→ Task data:
* BEGIN *

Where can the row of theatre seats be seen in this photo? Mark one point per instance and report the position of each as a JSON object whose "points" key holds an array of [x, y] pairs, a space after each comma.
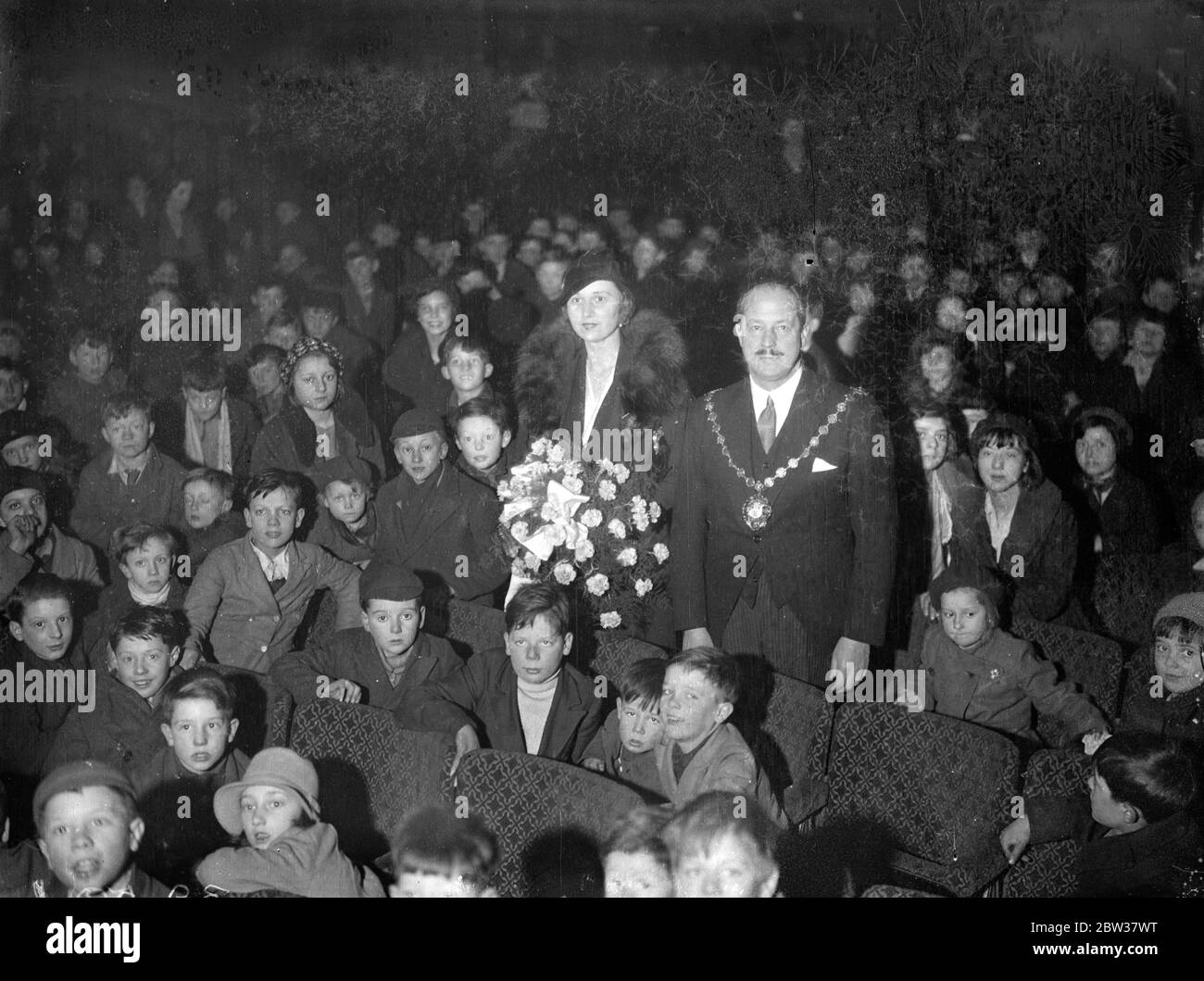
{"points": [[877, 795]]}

* END *
* BEGIN *

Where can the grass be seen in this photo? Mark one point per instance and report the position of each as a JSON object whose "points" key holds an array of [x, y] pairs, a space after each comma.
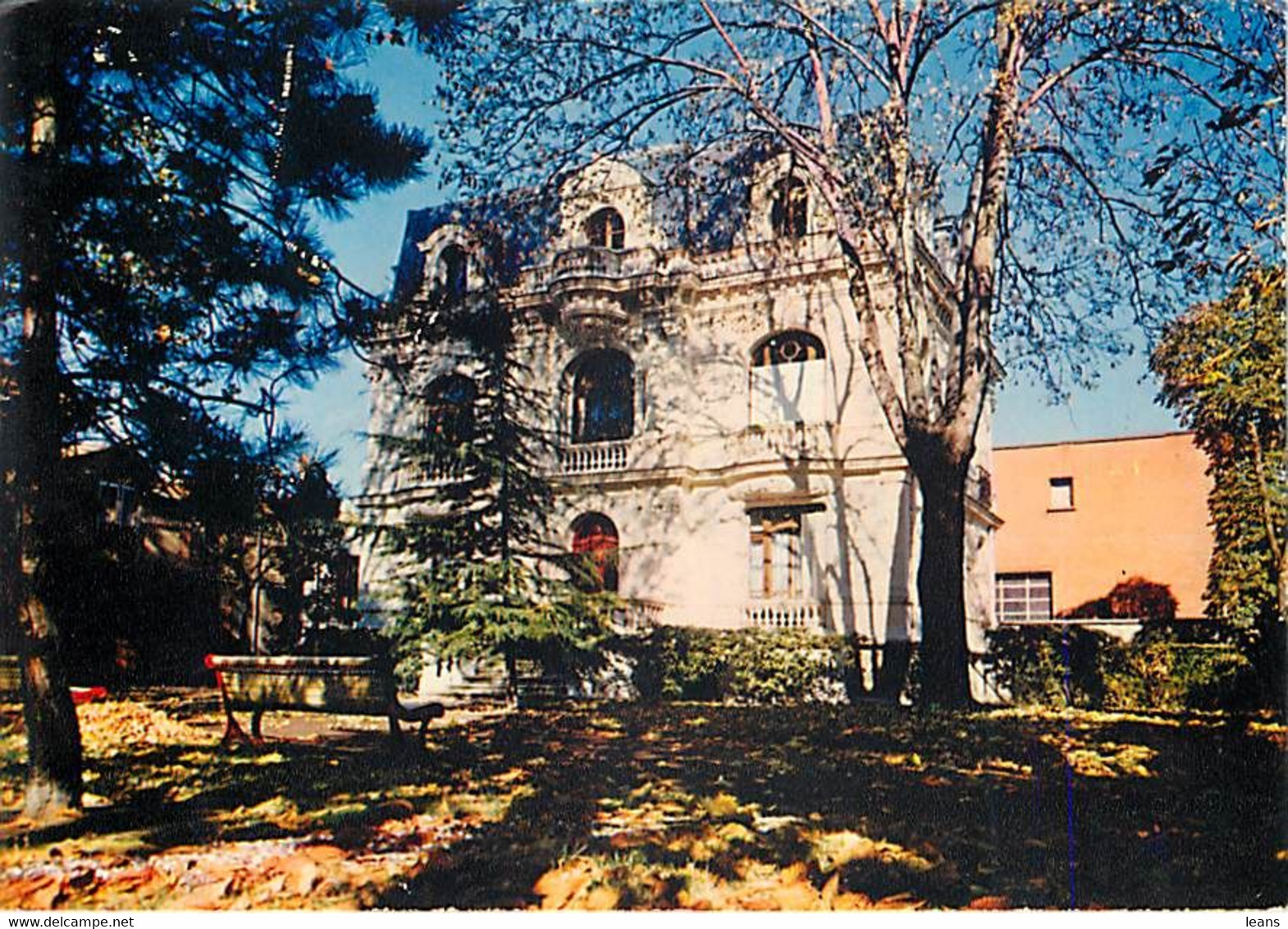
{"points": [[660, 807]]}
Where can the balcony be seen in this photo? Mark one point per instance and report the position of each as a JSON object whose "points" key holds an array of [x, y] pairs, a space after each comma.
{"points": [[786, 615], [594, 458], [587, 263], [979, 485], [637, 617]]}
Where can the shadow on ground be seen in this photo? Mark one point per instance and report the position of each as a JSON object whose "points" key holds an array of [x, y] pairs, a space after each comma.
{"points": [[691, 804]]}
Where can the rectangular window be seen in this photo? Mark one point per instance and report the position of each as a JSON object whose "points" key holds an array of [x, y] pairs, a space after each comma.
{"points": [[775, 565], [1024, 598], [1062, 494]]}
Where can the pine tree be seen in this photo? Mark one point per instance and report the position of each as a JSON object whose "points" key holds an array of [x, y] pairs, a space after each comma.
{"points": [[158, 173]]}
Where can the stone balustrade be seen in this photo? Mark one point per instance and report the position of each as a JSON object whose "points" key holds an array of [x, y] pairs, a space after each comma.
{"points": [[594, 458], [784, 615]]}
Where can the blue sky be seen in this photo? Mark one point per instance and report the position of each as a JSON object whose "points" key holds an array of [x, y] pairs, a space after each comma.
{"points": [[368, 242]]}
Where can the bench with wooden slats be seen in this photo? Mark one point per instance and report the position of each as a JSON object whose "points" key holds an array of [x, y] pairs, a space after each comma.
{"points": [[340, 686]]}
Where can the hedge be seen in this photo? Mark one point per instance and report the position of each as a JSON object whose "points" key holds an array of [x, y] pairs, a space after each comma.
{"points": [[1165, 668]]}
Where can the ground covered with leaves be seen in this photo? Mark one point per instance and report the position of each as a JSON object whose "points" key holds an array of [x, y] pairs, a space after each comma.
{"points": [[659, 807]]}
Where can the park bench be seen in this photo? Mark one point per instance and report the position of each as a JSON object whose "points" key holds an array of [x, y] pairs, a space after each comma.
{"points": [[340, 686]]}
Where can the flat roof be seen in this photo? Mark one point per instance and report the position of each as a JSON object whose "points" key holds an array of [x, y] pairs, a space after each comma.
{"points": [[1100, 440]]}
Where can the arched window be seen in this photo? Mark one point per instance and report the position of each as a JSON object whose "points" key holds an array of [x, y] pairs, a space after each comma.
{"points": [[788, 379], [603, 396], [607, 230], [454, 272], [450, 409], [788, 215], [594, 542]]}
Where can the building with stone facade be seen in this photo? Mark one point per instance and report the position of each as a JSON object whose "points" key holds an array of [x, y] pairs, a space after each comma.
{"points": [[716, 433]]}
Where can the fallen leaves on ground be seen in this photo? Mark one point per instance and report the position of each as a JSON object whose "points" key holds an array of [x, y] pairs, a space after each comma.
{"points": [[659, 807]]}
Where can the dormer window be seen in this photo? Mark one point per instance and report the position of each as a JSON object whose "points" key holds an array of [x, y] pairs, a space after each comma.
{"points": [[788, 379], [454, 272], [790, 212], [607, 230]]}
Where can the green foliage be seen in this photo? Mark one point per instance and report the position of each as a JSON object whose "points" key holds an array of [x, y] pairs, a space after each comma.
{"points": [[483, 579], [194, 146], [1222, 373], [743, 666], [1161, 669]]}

* END *

Pick out each line above that contains the word "seats" and copy every such line in full.

Where can the row of theatre seats be seen in this photo? Mark one point per instance and report the position of each as a JSON object whose "points" key holds an array of [x, y] pairs, a space after each comma.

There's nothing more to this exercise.